▶ [Problema a resolver] Reescreva na íntegra, sem nenhuma alteração, o texto abaixo sobre a viagem da flor.

▶ [Texto de leitura]
15.11.09

A viagem da flor

Toda semana ela passava na floricultura e pedia para levar uma rosa. Preferia de cor champanhe ou vermelha. Ou cor de rosa. Ou a que tivesse as pétalas mais perfeitas, a do botão mais fechado, ou a mais cheirosa.

Dali em diante a flor viajaria algumas dezenas de quilômetros. O destino era um daqueles esguios vasos solitários e enfeitar a mesa do consultório. O local era distante, árido, e a clientela pouco usual.

Era um centro de emergências médicas dentro de uma área de risco, longe da região urbana, longe de tudo, à beira da rodovia. Um local propositadamente isolado e sem atrativos. Um local onde se trabalhava arduamente. Onde centenas - às vezes milhares - de homens laboravam como montadores de andaimes, soldadores, pedreiros, ajudantes, eletricistas, motoristas, encanadores. Homens que involuntariamente se tornavam brutos pelo excesso de sol, de chuva, das roupas pesadas, pelo excesso de equipamentos de segurança, pela distância das famílias. Mas precisavam estar lá.

▶ [Segmento de dados]

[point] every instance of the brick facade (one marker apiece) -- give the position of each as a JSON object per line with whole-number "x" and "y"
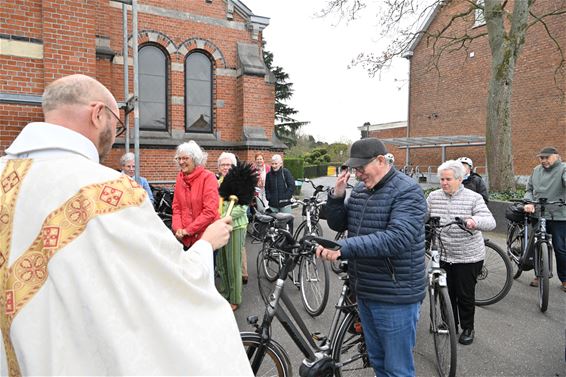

▶ [Resposta]
15.11.09

A viagem da flor

Toda semana ela passava na floricultura e pedia para levar uma rosa. Preferia de cor champanhe ou vermelha. Ou cor de rosa. Ou a que tivesse as pétalas mais perfeitas, a do botão mais fechado, ou a mais cheirosa.

Dali em diante a flor viajaria algumas dezenas de quilômetros. O destino era um daqueles esguios vasos solitários e enfeitar a mesa do consultório. O local era distante, árido, e a clientela pouco usual.

Era um centro de emergências médicas dentro de uma área de risco, longe da região urbana, longe de tudo, à beira da rodovia. Um local propositadamente isolado e sem atrativos. Um local onde se trabalhava arduamente. Onde centenas - às vezes milhares - de homens laboravam como montadores de andaimes, soldadores, pedreiros, ajudantes, eletricistas, motoristas, encanadores. Homens que involuntariamente se tornavam brutos pelo excesso de sol, de chuva, das roupas pesadas, pelo excesso de equipamentos de segurança, pela distância das famílias. Mas precisavam estar lá.